_Requirement:_ Which lines of the records below contain the string "branch"? Gather and copy every one of them.

_Records in a dataset:_
....................
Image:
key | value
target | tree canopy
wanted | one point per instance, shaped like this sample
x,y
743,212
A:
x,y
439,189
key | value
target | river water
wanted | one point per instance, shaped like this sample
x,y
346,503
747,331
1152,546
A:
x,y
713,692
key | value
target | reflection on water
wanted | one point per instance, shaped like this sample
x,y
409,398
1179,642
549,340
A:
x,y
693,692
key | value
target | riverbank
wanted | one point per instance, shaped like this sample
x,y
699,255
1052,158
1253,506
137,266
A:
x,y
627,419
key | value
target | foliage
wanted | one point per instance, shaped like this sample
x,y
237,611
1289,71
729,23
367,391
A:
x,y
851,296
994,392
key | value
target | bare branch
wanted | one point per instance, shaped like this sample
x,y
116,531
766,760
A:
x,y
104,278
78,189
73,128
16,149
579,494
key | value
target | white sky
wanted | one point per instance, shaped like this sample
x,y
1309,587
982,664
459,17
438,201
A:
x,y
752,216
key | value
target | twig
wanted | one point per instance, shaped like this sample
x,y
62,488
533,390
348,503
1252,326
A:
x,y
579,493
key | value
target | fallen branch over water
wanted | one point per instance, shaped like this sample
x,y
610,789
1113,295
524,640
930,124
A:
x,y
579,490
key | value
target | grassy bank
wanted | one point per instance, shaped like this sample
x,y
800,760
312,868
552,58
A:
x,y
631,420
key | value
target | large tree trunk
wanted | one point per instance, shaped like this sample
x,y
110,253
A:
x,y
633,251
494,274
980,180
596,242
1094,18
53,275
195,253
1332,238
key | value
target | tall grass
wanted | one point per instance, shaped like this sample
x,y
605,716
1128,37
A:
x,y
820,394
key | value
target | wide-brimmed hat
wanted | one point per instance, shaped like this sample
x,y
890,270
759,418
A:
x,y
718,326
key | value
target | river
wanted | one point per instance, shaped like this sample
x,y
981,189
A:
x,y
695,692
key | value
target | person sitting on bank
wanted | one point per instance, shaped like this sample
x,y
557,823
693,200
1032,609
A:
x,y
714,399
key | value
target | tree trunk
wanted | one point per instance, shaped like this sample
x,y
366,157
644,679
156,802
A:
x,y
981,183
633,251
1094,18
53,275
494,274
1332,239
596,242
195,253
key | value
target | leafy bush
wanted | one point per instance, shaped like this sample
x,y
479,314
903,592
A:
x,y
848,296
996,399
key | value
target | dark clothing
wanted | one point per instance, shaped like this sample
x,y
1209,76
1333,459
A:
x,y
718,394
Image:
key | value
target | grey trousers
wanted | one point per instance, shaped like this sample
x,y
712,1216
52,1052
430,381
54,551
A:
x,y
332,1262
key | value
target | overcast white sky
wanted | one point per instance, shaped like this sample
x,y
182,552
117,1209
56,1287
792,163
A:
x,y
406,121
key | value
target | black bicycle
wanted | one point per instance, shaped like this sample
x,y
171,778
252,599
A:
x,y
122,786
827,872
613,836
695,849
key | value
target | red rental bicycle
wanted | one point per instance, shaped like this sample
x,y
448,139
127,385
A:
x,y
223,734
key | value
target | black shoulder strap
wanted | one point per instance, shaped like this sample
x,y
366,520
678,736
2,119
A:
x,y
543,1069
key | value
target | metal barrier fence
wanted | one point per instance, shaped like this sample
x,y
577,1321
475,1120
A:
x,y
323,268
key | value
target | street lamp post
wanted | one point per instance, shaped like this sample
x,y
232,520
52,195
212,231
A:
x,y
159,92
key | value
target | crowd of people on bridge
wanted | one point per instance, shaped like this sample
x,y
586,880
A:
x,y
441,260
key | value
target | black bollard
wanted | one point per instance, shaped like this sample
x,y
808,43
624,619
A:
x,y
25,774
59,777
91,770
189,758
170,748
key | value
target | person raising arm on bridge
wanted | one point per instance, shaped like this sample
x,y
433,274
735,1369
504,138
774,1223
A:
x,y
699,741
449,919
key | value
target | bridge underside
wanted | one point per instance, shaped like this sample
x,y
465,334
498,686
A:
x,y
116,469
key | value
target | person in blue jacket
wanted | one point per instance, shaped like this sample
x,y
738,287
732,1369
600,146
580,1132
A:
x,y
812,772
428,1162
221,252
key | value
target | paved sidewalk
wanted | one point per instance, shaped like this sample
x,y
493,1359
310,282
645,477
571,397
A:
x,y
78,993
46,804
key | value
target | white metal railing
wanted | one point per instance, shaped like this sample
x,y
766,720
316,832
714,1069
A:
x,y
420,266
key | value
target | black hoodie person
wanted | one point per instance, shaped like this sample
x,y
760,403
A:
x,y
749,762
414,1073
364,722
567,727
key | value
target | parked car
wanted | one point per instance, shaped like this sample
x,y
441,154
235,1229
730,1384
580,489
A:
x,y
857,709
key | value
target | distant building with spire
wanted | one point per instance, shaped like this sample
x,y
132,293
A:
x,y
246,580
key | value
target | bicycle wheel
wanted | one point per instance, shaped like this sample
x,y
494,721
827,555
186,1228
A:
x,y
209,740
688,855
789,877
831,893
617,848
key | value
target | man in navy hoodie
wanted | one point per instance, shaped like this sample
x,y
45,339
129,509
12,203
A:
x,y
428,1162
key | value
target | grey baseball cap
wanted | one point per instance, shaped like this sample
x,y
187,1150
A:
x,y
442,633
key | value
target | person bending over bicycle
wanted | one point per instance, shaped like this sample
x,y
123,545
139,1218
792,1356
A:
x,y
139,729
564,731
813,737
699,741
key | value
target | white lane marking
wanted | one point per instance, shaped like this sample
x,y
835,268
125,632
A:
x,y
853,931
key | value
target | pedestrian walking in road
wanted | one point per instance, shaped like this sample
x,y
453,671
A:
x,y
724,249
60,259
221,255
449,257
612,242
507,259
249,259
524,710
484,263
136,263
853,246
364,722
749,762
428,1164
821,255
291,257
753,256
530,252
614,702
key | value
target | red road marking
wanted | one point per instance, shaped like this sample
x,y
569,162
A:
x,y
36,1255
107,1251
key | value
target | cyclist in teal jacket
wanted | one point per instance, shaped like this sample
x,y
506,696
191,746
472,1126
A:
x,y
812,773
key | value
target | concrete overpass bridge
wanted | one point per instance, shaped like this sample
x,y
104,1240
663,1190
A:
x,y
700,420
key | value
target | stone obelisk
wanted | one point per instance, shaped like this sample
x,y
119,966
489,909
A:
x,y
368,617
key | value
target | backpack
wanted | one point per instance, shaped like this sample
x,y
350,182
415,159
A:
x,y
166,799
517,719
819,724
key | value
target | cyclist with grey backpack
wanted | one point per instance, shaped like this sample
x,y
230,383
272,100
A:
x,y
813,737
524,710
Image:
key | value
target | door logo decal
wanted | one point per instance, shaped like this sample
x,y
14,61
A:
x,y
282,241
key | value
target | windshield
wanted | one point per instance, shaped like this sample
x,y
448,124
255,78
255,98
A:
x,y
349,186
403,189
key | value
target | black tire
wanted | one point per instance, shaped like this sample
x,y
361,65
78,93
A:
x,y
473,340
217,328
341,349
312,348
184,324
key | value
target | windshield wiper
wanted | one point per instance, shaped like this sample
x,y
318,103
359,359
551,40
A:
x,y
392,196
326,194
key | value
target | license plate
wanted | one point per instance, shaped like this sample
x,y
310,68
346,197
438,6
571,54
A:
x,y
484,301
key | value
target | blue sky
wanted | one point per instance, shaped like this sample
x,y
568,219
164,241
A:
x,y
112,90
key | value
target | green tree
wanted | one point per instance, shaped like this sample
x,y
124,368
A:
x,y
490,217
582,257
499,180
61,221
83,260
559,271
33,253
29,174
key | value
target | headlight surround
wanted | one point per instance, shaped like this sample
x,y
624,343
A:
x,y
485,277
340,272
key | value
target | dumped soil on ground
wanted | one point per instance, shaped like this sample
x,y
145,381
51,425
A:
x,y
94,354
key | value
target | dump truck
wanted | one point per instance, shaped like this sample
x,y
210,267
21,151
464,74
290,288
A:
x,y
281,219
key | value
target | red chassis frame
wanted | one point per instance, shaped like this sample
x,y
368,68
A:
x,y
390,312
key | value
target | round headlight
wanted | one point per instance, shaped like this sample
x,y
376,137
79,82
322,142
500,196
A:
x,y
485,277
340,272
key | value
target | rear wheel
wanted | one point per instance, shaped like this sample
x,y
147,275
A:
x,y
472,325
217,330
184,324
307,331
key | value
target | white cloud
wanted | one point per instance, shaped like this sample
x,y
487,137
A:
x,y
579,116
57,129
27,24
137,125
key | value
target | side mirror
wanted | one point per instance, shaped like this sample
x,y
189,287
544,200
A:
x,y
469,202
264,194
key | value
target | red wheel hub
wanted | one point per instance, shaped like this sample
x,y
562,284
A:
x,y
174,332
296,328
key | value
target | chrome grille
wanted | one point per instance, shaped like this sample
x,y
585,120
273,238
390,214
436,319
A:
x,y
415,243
....................
_Reply:_
target | bare branch
target | fallen branch over water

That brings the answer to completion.